- _PROBLEM DESCRIPTION_
Each record below must be returned exactly as shown.

[BEGIN]

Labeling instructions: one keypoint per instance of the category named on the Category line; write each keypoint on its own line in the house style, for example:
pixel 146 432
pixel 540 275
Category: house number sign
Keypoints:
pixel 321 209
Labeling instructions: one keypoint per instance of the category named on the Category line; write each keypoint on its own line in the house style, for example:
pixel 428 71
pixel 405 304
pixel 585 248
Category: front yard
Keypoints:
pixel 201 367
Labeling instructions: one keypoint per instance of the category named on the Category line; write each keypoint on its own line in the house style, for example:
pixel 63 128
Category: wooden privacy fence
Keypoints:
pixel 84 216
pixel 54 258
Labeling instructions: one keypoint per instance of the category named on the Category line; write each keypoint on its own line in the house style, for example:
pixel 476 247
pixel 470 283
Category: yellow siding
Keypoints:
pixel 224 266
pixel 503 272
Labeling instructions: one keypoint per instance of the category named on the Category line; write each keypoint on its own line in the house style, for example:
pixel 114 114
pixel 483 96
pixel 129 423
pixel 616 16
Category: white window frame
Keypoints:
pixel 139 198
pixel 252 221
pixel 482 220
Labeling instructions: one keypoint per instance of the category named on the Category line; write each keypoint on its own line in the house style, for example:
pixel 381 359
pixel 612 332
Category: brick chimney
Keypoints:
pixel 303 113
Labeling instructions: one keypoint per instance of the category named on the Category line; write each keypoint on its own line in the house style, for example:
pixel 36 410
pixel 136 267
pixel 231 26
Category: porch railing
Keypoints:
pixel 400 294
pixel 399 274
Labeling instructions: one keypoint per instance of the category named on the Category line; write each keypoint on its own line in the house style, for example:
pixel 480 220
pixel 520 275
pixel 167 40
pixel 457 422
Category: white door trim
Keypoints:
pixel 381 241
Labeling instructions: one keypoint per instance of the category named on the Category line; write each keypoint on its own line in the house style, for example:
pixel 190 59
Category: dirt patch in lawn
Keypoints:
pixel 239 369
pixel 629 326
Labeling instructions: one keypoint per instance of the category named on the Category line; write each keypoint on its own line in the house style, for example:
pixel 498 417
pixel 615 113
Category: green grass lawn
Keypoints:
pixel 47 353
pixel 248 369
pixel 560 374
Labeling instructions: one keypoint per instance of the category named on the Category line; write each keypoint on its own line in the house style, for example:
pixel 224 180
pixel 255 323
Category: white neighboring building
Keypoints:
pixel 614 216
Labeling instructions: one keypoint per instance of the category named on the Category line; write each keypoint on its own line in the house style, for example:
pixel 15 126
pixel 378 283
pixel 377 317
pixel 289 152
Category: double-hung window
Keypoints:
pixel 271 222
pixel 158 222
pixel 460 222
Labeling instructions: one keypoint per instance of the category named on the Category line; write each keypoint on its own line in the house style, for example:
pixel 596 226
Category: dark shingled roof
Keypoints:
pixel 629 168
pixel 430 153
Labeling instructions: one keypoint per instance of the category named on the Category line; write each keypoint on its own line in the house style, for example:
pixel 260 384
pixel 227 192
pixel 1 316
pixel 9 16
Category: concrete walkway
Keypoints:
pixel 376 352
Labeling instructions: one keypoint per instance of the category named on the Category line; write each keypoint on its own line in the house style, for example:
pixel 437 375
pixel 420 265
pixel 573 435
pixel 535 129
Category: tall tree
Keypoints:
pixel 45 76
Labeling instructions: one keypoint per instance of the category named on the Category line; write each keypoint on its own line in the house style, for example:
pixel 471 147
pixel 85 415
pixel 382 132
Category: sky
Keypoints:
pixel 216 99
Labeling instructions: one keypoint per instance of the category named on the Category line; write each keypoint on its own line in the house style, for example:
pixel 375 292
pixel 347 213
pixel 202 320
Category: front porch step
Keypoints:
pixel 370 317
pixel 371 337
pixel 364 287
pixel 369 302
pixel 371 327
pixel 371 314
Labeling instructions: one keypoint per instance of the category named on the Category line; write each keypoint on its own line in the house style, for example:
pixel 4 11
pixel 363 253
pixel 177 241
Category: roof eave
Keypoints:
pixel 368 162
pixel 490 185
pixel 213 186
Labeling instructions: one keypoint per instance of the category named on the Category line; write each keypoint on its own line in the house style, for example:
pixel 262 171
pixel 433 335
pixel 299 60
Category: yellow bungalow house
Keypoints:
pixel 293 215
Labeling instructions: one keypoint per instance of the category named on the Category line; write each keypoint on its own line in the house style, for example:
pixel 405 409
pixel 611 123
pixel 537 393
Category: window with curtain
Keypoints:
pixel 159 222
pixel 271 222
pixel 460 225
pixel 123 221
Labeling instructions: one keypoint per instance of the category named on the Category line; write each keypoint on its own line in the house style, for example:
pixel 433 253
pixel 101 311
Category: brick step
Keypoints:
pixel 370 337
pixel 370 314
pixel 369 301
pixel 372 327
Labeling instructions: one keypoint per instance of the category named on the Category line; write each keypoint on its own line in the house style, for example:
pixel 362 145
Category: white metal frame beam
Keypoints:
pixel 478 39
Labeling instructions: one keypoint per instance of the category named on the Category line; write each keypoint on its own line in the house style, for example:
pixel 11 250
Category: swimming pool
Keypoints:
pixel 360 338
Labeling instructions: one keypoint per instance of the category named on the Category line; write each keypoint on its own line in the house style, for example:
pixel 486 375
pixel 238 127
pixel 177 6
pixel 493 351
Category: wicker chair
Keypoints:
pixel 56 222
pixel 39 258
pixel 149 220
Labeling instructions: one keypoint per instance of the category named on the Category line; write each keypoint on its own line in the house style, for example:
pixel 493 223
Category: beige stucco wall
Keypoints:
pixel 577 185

[END]

- _RESULT OF THIS EXERCISE_
Labeling instructions: one keypoint per instance of the category named on the Category line; write each keypoint on its own line in the house style, for example:
pixel 146 432
pixel 540 275
Category: house number sign
Keypoints:
pixel 321 209
Labeling instructions: one keypoint per instance of the category named on the Category line; write each keypoint on its own line in the house style, for example:
pixel 428 71
pixel 405 304
pixel 585 248
Category: front yard
Keypoints:
pixel 201 367
Labeling instructions: one keypoint per instance of the category named on the Category line; write each keypoint on its own line in the house style, for example:
pixel 63 128
Category: wooden privacy fence
Keypoints:
pixel 84 216
pixel 54 258
Labeling instructions: one keypoint per instance of the category named on the Category line; write each keypoint on its own line in the house style, for example:
pixel 476 247
pixel 470 283
Category: yellow siding
Keypoints:
pixel 224 266
pixel 503 272
Labeling instructions: one keypoint per instance of the category named on the Category line; write each keypoint on its own line in the house style, for example:
pixel 114 114
pixel 483 96
pixel 129 423
pixel 616 16
Category: white window frame
Keypoints:
pixel 139 198
pixel 252 221
pixel 482 220
Labeling instructions: one keypoint per instance of the category named on the Category line; write each keypoint on its own line in the house style, for example:
pixel 381 359
pixel 612 332
Category: brick chimney
Keypoints:
pixel 303 113
Labeling instructions: one keypoint per instance of the category named on the Category line; write each keypoint on its own line in the house style, for example:
pixel 36 410
pixel 136 267
pixel 231 26
Category: porch railing
Keypoints:
pixel 400 294
pixel 399 274
Labeling instructions: one keypoint per instance of the category named on the Category line; write each keypoint on its own line in the house style, for example:
pixel 480 220
pixel 520 275
pixel 167 40
pixel 457 422
Category: white door trim
Keypoints:
pixel 381 241
Labeling instructions: one keypoint per instance of the category named on the Category line; write each keypoint on its own line in the house style, for example:
pixel 190 59
Category: dirt patch in lawn
Keypoints:
pixel 239 369
pixel 629 326
Labeling instructions: one keypoint per instance of the category named on the Category line; write each keypoint on its own line in the house style, for example:
pixel 498 417
pixel 615 113
Category: green grass lawn
Keypoints:
pixel 47 353
pixel 248 369
pixel 560 374
Labeling instructions: one keypoint per instance of the category named on the Category line; write each keypoint on its own line in the house style, for example:
pixel 224 180
pixel 255 323
Category: white neighboring building
Keypoints:
pixel 614 216
Labeling instructions: one keypoint per instance of the category named on the Category line; write each keypoint on its own line in the house style, for example:
pixel 15 126
pixel 378 283
pixel 377 317
pixel 289 152
Category: double-hung window
Keypoints:
pixel 271 222
pixel 158 222
pixel 460 222
Labeling instructions: one keypoint per instance of the category named on the Category line; write each keypoint on its own line in the house style, for example:
pixel 596 226
Category: dark shingled roof
Keypoints:
pixel 629 168
pixel 430 153
Labeling instructions: one keypoint per instance of the category named on the Category line; write each keypoint on its own line in the house style, for example:
pixel 260 384
pixel 227 192
pixel 1 316
pixel 9 16
Category: concrete walkway
Keypoints:
pixel 376 352
Labeling instructions: one keypoint per instance of the category named on the Category line; write each keypoint on its own line in the house style, for example:
pixel 437 375
pixel 420 265
pixel 573 435
pixel 535 129
Category: tall tree
Keypoints:
pixel 45 76
Labeling instructions: one keypoint per instance of the category named on the Category line; write each keypoint on its own line in the house style, for example:
pixel 471 147
pixel 85 415
pixel 382 132
Category: sky
Keypoints:
pixel 216 99
Labeling instructions: one keypoint per instance of the category named on the Category line; write each keypoint on its own line in the house style, for example:
pixel 375 292
pixel 347 213
pixel 202 320
Category: front porch step
Keypoints:
pixel 370 317
pixel 371 337
pixel 364 287
pixel 369 302
pixel 371 327
pixel 371 314
Labeling instructions: one keypoint per instance of the category named on the Category line; write each keypoint on its own line in the house style, for example:
pixel 4 11
pixel 363 253
pixel 177 241
Category: roof eave
Keypoints:
pixel 368 162
pixel 490 185
pixel 213 186
Labeling instructions: one keypoint per instance of the category named on the Category line; write each keypoint on its own line in the house style, for example:
pixel 262 171
pixel 433 335
pixel 299 60
Category: yellow bungalow house
Keypoints:
pixel 293 215
Labeling instructions: one keypoint per instance of the category named on the Category line; write each keypoint on its own line in the house style, for example:
pixel 405 409
pixel 611 123
pixel 537 393
Category: window with curtain
Keypoints:
pixel 159 222
pixel 271 222
pixel 460 225
pixel 123 221
Labeling instructions: one keypoint per instance of the category named on the Category line; write each keypoint on its own line in the house style, for example:
pixel 433 253
pixel 101 311
Category: brick step
Keypoints:
pixel 370 337
pixel 370 314
pixel 369 301
pixel 372 327
Labeling instructions: one keypoint per instance of the category named on the Category line; write each keypoint on its own line in the house style, for example:
pixel 362 145
Category: white metal frame beam
Keypoints:
pixel 478 39
Labeling instructions: one keypoint per instance of the category named on the Category line; write each keypoint on its own line in the house style, for example:
pixel 11 250
Category: swimming pool
Keypoints:
pixel 360 338
Labeling instructions: one keypoint per instance of the category named on the Category line; write each keypoint on its own line in the house style, for example:
pixel 486 375
pixel 238 127
pixel 177 6
pixel 493 351
Category: wicker chair
Keypoints:
pixel 56 222
pixel 39 258
pixel 149 220
Labeling instructions: one keypoint per instance of the category named on the Category line; write each keypoint on its own line in the house style, for example:
pixel 493 223
Category: beige stucco wall
Keypoints:
pixel 577 185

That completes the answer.